**Task to complete**
Reproduce the stretch of the study description from "This repository presents" through "than clinical applicability.", swapping "chest X-ray images" for "chest radiographs".

This repository presents a controlled comparative study of three convolutional neural network (CNN) architectures—ResNet-18, MobileNetV3-Large, and EfficientNet-B0—applied to binary pneumonia classification from chest X-ray images. The study is designed as a minimal proof-of-concept (PoC) emphasizing reproducibility and architectural comparison under identical training conditions, rather than clinical applicability.
Experiments are conducted on the publicly available Chest X-Ray Pneumonia dataset from Kaggle, consisting of frontal chest radiographs labeled as NORMAL or PNEUMONIA. The original train/test split provided by the dataset is used without modification. No additional external validation data is introduced.
Three ImageNet-pretrained CNN backbones from torchvision are evaluated:
- ResNet-18, a residual network using standard convolutions
- MobileNetV3-Large, a lightweight architecture based on depthwise separable convolutions
- EfficientNet-B0, an efficiency-oriented architecture using compound scaling
All models are used with their canonical ImageNet-pretrained variants and identical training hyperparameters. No architecture-specific tuning was performed, which may disadvantage models such as EfficientNet that typically require longer training schedules.
To ensure comparability, all models are trained using the same experimental protocol:
- Input resolution: 224 × 224
- Optimizer: Adam
- Learning rate: 1 × 10⁻³
- Batch size: 32
- Number of epochs: 3
- Random seed: 1337
- Hardware: Apple Silicon (MPS backend)
No architecture-specific hyperparameter tuning, learning rate scheduling, or extended training is applied.

**Source material**

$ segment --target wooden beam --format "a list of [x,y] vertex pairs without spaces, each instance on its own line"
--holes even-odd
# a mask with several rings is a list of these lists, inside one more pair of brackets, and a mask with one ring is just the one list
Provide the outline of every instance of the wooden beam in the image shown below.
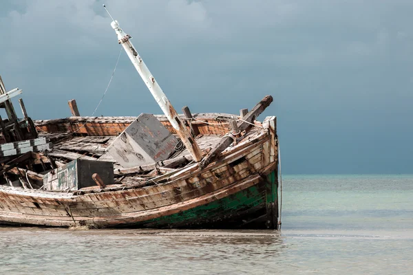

**Exercise result**
This repository presents a controlled comparative study of three convolutional neural network (CNN) architectures—ResNet-18, MobileNetV3-Large, and EfficientNet-B0—applied to binary pneumonia classification from chest radiographs. The study is designed as a minimal proof-of-concept (PoC) emphasizing reproducibility and architectural comparison under identical training conditions, rather than clinical applicability.